## REQUIRED TASK
Your task is to output the entries below word for word.

....................

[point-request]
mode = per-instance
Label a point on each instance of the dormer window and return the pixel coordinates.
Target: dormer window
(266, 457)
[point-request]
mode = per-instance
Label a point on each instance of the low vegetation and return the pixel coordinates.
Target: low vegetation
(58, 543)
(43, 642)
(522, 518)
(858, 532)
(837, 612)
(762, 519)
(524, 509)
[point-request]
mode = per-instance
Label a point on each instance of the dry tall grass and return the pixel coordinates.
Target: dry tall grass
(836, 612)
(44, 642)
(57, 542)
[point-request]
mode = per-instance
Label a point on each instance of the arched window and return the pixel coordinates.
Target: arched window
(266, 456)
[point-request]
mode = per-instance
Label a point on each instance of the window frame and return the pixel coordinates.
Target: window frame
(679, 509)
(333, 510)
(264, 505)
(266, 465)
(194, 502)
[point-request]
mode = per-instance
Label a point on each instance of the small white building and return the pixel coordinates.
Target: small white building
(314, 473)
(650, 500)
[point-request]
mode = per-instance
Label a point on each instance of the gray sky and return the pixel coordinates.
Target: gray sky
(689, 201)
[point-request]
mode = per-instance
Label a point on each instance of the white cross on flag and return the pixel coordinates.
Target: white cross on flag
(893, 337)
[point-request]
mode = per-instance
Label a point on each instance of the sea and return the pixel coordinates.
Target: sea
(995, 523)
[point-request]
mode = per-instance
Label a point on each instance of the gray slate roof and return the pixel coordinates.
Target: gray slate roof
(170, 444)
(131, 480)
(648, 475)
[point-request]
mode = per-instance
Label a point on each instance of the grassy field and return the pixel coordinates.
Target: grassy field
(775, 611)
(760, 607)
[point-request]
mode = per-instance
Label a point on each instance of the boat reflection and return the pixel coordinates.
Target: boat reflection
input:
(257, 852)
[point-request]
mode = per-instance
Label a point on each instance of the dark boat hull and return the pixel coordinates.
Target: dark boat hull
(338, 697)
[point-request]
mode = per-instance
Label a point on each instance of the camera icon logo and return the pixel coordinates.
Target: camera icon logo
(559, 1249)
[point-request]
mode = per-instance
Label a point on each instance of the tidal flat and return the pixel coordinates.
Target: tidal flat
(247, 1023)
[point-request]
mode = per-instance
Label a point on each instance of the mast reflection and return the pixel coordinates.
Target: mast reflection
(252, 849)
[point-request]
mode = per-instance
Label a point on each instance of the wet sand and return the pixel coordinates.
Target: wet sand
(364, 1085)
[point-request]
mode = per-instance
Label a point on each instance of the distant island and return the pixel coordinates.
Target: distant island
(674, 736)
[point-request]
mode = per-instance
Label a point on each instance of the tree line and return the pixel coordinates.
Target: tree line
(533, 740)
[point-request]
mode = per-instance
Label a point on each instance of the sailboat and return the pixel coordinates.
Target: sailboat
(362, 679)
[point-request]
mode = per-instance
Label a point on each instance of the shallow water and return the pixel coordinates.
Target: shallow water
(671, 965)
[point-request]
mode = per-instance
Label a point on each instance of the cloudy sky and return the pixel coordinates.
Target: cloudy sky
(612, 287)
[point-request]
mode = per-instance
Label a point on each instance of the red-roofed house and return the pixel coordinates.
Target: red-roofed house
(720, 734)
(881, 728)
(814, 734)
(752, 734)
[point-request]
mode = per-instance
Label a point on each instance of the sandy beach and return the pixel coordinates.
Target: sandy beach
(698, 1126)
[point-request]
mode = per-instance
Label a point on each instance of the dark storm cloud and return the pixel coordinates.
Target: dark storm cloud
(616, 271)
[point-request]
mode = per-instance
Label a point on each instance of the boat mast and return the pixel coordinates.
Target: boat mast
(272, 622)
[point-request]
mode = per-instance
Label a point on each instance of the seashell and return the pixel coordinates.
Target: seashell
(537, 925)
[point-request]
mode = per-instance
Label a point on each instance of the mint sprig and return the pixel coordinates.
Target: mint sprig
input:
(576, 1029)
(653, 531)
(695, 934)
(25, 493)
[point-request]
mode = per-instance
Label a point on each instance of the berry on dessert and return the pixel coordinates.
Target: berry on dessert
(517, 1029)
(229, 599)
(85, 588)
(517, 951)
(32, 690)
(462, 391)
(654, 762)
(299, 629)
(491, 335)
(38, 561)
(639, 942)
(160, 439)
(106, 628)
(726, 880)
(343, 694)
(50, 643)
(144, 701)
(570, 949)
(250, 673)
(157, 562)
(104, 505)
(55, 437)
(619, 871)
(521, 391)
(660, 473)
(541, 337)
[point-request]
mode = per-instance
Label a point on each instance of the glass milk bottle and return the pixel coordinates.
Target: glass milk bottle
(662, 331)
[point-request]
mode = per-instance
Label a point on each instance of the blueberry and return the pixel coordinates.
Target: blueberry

....................

## IN RESPONSE
[point-request]
mode = per-instance
Label a point on each instance of the dormer window and return the pixel coordinates.
Target: dormer window
(266, 457)
[point-request]
mode = per-instance
Label a point on each instance of the low vegetation and return the pixel coordinates.
Target: low vegetation
(58, 543)
(43, 642)
(522, 518)
(858, 532)
(837, 612)
(762, 519)
(524, 509)
[point-request]
mode = per-instance
Label a point on each instance of the dry tall grass and return the pixel coordinates.
Target: dry tall grass
(836, 612)
(44, 642)
(57, 542)
[point-request]
mode = per-instance
Label a point on each instance of the arched window and return the pixel coordinates.
Target: arched window
(266, 456)
[point-request]
mode = per-instance
Label a point on each instance of the window frame and return the pixel coordinates.
Target: window frame
(679, 509)
(333, 510)
(264, 505)
(266, 465)
(194, 502)
[point-request]
mode = per-instance
Label a point on each instance of the small white building and return the pixel coordinates.
Target: small white building
(314, 473)
(650, 500)
[point-request]
mode = per-instance
Label a point on each instance of the gray sky and return the pixel coordinates.
Target: gray sky
(689, 201)
[point-request]
mode = per-instance
Label a point on each instance of the white cross on flag and return the pixel coordinates.
Target: white cross on flag
(893, 337)
[point-request]
mode = per-instance
Label a point on each instance of the sea and return the pixel coordinates.
Target: sea
(995, 523)
[point-request]
mode = per-instance
Label a point on each instance of the gray slate roof and return the pixel coordinates.
Target: gray slate roof
(170, 444)
(131, 480)
(648, 475)
[point-request]
mode = per-instance
Label a point on each instance of the grassy field and return the pixel coordinates.
Target: grassy field
(775, 611)
(760, 607)
[point-request]
mode = per-instance
Label a point on each instance of the boat reflection and return the pixel coordinates.
Target: boat reflection
input:
(257, 852)
[point-request]
mode = per-instance
Label a point on each instance of the dark boat hull and return the pixel coordinates.
Target: dark boat hull
(338, 697)
[point-request]
mode = per-instance
Label a point on each instance of the camera icon logo and return the pixel coordinates.
Target: camera icon logo
(559, 1249)
[point-request]
mode = per-instance
Label a point on each instance of the tidal flat and return the pixel coordinates.
Target: tidal flat
(247, 1023)
[point-request]
mode = per-instance
Label a point on each instance of the mast reflection and return the pixel coordinates.
Target: mast reflection
(252, 849)
[point-request]
mode = per-instance
Label a point on each instance of the wet sand and return the pixel coordinates.
Target: wet sand
(364, 1085)
[point-request]
mode = per-instance
Label a point on each instance of the distant island and return the pixel coordinates.
Target: distant island
(674, 736)
[point-request]
mode = per-instance
Label a point on each instance of the tree line and return the pixel coordinates.
Target: tree line
(533, 740)
[point-request]
mode = per-instance
Label a point on each instance of the sailboat and return the pixel coordinates.
Target: sailboat
(362, 679)
[point-request]
mode = per-instance
Label a point on each instance of the shallow water and return the pixel coordinates.
Target: shallow water
(671, 965)
[point-request]
mode = per-instance
Label a point on each instance of the cloudy sky and return the pixel coordinates.
Target: cloudy sky
(612, 287)
[point-request]
mode = per-instance
Label a point on each instance of the red-roofed house and return the pixel coordinates.
Target: red-roofed house
(720, 734)
(881, 728)
(814, 734)
(752, 734)
[point-request]
mode = per-instance
Label a point on each instance of the sandy beach and return the pixel coordinates.
Target: sandy beach
(698, 1126)
[point-request]
mode = per-instance
Label a point on each instance of the dark storm cloud and return the pixel coordinates.
Target: dark storm cloud
(616, 271)
[point-request]
mode = per-instance
Label a point on each instance of the boat mast and return the pixel coordinates.
Target: boat mast
(272, 622)
[point-request]
mode = per-instance
Label a point on each instance of the seashell and return the pixel coordinates.
Target: seashell
(537, 925)
[point-request]
mode = per-instance
Label a point on each instance of the mint sprig and return the pixel coordinates.
Target: mint sprig
input:
(576, 1029)
(653, 531)
(695, 934)
(25, 493)
[point-request]
mode = per-instance
Label a point on each instance of the berry on dessert and return the pixel coordinates.
Target: berry on dessert
(517, 1029)
(229, 599)
(85, 588)
(517, 951)
(32, 690)
(462, 391)
(654, 762)
(299, 629)
(491, 335)
(38, 561)
(639, 942)
(160, 439)
(106, 628)
(726, 880)
(343, 694)
(50, 643)
(144, 701)
(570, 949)
(250, 673)
(157, 562)
(104, 505)
(55, 437)
(619, 871)
(521, 391)
(660, 473)
(541, 337)
[point-request]
mode = per-instance
Label a point on each instance of the glass milk bottle and return the pixel coordinates.
Target: glass milk bottle
(662, 331)
[point-request]
mode = per-instance
Label a point on each instance of the blueberry and return the pixel coordinates.
Target: blueberry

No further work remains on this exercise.